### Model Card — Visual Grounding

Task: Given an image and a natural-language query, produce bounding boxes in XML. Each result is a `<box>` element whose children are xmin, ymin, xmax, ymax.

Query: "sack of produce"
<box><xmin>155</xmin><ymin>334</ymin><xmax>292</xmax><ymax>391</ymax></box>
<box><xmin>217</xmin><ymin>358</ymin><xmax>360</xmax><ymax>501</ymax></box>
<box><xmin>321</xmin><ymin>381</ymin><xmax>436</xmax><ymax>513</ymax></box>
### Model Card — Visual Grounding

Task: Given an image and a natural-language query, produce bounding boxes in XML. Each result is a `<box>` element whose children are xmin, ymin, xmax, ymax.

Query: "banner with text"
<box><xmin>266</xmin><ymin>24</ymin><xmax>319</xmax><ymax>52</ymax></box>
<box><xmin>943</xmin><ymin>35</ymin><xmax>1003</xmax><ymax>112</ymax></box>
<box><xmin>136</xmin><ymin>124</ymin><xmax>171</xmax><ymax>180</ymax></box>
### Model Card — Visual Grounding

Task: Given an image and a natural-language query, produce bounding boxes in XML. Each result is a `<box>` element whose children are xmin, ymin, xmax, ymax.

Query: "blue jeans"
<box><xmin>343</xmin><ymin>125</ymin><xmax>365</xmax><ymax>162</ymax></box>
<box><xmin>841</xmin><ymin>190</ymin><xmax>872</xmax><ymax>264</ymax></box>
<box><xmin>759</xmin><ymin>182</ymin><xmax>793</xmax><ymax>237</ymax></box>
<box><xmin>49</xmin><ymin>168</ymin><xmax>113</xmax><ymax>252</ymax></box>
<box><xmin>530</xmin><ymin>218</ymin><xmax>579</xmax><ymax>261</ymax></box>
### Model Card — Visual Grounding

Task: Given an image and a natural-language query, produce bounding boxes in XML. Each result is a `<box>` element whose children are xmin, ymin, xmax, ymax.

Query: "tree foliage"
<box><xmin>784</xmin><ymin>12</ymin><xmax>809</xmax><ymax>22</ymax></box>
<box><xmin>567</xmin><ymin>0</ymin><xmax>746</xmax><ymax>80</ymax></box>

● ● ● ● ●

| Action item |
Write out the whole listing again, keeping every character as it is.

| The completed task |
### Model Card — Visual Grounding

Task: Given an image and a natural-language query, produce bounding boxes in XML. Each result is a `<box>` element whose children are xmin, ymin, xmax, ymax.

Query: "sack of produce"
<box><xmin>155</xmin><ymin>334</ymin><xmax>292</xmax><ymax>391</ymax></box>
<box><xmin>217</xmin><ymin>358</ymin><xmax>360</xmax><ymax>501</ymax></box>
<box><xmin>321</xmin><ymin>381</ymin><xmax>436</xmax><ymax>513</ymax></box>
### Model Card — Visual Grounding

Task: Given an image and a natural-language query, produce bounding boxes in XML. Each result is a `<box>` element whose children are xmin, ymin, xmax, ymax.

Query: "banner with text"
<box><xmin>266</xmin><ymin>24</ymin><xmax>319</xmax><ymax>52</ymax></box>
<box><xmin>943</xmin><ymin>35</ymin><xmax>1003</xmax><ymax>112</ymax></box>
<box><xmin>136</xmin><ymin>124</ymin><xmax>171</xmax><ymax>180</ymax></box>
### Model Card — Visual Grounding

Task: Given an image and a natural-language query, produce bounding boxes in XML. Each result is a `<box>` element whose children are xmin, ymin, xmax, ymax.

Query: "blue jeans"
<box><xmin>343</xmin><ymin>125</ymin><xmax>365</xmax><ymax>162</ymax></box>
<box><xmin>841</xmin><ymin>190</ymin><xmax>872</xmax><ymax>264</ymax></box>
<box><xmin>759</xmin><ymin>182</ymin><xmax>793</xmax><ymax>237</ymax></box>
<box><xmin>49</xmin><ymin>168</ymin><xmax>113</xmax><ymax>252</ymax></box>
<box><xmin>530</xmin><ymin>218</ymin><xmax>579</xmax><ymax>261</ymax></box>
### Model Card — Visual Grounding

Task: Given an image and a natural-language query, produce bounding boxes in XML. Each result is a `<box>` element whose children are xmin, ymin, xmax, ymax.

Query: "tree foliage"
<box><xmin>784</xmin><ymin>12</ymin><xmax>809</xmax><ymax>22</ymax></box>
<box><xmin>567</xmin><ymin>0</ymin><xmax>746</xmax><ymax>80</ymax></box>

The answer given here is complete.